→ Directions for this task
Output the data exactly, with every line intact.

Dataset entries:
[Start of Attachment]
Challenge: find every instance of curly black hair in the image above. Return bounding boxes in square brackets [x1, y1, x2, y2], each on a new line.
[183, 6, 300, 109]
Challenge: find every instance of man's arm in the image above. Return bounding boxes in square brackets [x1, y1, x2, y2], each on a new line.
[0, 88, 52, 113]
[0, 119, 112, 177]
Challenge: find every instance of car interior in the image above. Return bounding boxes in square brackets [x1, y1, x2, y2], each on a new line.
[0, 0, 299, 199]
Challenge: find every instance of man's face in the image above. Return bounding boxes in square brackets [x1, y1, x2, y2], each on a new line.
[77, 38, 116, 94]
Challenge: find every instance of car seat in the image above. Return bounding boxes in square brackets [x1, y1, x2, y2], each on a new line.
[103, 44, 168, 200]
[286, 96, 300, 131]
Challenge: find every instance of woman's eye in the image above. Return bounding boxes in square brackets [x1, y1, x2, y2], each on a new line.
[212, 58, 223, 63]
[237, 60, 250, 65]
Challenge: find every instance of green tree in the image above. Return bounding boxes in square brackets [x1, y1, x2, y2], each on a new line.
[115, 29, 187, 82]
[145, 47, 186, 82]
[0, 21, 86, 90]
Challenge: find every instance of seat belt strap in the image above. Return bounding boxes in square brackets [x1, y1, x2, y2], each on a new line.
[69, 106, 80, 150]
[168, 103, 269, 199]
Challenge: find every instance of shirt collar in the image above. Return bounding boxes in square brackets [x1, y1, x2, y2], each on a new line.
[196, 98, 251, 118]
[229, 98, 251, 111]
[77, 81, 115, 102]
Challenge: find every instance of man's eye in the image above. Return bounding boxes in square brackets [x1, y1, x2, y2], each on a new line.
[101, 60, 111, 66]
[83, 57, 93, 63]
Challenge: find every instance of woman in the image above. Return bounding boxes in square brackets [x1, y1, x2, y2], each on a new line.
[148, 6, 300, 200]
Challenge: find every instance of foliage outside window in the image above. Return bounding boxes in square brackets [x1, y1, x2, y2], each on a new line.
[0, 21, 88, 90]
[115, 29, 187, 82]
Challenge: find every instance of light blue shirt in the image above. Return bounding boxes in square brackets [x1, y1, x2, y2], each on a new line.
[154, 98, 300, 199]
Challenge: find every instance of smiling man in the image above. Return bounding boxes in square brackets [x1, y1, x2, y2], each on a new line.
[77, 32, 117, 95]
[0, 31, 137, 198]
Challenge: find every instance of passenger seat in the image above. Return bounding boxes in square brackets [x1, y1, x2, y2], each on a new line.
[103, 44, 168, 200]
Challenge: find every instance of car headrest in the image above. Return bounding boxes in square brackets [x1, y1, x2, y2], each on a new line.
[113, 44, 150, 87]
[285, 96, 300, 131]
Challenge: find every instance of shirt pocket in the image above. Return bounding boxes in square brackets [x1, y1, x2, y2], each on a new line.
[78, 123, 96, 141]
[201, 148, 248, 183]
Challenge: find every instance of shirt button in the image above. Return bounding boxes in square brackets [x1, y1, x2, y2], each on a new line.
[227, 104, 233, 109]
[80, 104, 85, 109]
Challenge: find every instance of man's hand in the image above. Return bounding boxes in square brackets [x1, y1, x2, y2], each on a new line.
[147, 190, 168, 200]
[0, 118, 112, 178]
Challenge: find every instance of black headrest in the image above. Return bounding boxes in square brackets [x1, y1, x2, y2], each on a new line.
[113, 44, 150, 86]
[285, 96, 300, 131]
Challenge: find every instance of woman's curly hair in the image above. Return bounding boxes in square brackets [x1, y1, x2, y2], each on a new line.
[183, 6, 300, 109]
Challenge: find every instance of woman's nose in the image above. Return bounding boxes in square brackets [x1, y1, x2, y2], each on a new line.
[End of Attachment]
→ Exercise response
Challenge: find every instance of curly black hair in the image above. Return bounding boxes in square brackets [x1, y1, x2, y2], each on a new line.
[183, 6, 300, 109]
Challenge: find every instance of man's arm in the image above. Return bounding boxes in square brackets [x1, y1, x2, y2], each on a new line.
[0, 88, 52, 113]
[0, 119, 112, 177]
Challenge: find every instance of car interior in the image above. Return bounding boxes in square brackets [x1, y1, x2, y2], each on a new line.
[0, 0, 299, 199]
Challenge: find every instance of man's face in the image above. Return bounding boxes in square brackets [x1, y1, x2, y2], each on a new line.
[77, 38, 116, 94]
Challenge: find every instance of car seat in the image above. Return bounding boxes in square brackets [x1, y1, x2, y2], each on a new line.
[103, 44, 168, 200]
[286, 96, 300, 131]
Challenge: find every instance of woman's eye in the image above. Return bounding boxes in square brackets [x1, y1, x2, y2], each on a new line.
[212, 58, 223, 63]
[237, 60, 250, 65]
Challenge: find every instance of green tree in the image above. Return bounding boxes in square brackets [x1, y1, x2, y2], each on a new line.
[115, 29, 187, 82]
[145, 47, 186, 82]
[0, 21, 86, 90]
Challenge: find every instance of seat belt strap in the image above. Return bounding boxes in square brackets [x1, y1, x2, y2], each on a new line.
[69, 106, 80, 150]
[168, 103, 269, 199]
Challenge: find every instance of shirt collar in the image above. Return bounding boxes in square brackets [x1, y1, x2, y2], each on a new line.
[196, 98, 251, 118]
[229, 98, 251, 111]
[77, 81, 115, 102]
Challenge: find every instance of man's eye in the image above. Return bounding boxes in square brackets [x1, y1, x2, y2], each on a new line.
[101, 60, 111, 66]
[83, 57, 93, 63]
Challenge: find every instance of woman in the image above. Return bounding boxes in square brackets [x1, y1, x2, y2], each on a new line.
[148, 6, 300, 200]
Challenge: find every instance of foliage outside window in the image above. Return bounding boxes in square brackets [x1, y1, x2, y2], each on a new line.
[0, 21, 88, 90]
[115, 29, 187, 82]
Challenge: find every instance of light blue shirt in the image above. Return bounding boxes in square brackets [x1, y1, x2, y2], each on a new line.
[154, 98, 300, 199]
Challenge: find every instance of smiling man in the image above. Return bounding boxes in square brackets [x1, y1, x2, y2], each on a new line.
[77, 32, 117, 95]
[0, 31, 137, 198]
Challenge: find every instance of passenger seat in the image above. Return bounding boxes in square brackets [x1, y1, x2, y2], each on a new line.
[103, 44, 168, 200]
Challenge: find every instance of car headrest in the image above. Return bounding boxes in square brackets [x1, y1, x2, y2], each on a new line.
[113, 44, 150, 87]
[285, 96, 300, 131]
Challenge: find every instance of shirt pocket in the image above. Return bounding boxes in square brackets [x1, y1, x2, y2], each on a new line.
[78, 123, 96, 141]
[201, 148, 248, 183]
Challenge: find every instance of shirt button in the image above. Return bounding boxes in square brackets [x1, y1, x2, y2], each on a new line.
[227, 104, 233, 109]
[80, 104, 85, 109]
Challenge: find every instance of man's hand in the image above. Return bounding boxes in square brackets [x1, y1, x2, y2], each on a new line.
[147, 190, 168, 200]
[0, 118, 112, 178]
Challenge: find every instance of black headrest in the image above. Return bounding boxes in square brackets [x1, y1, x2, y2], each on a new line.
[113, 44, 150, 86]
[285, 96, 300, 131]
Challenge: find every instance of woman's curly hair in the image above. Return bounding boxes in square brackets [x1, y1, x2, y2], each on a new line.
[183, 6, 300, 109]
Challenge: find every instance of woman's nose in the image above. Return bounding boxes in square brackets [x1, y1, x2, y2], each on a new line.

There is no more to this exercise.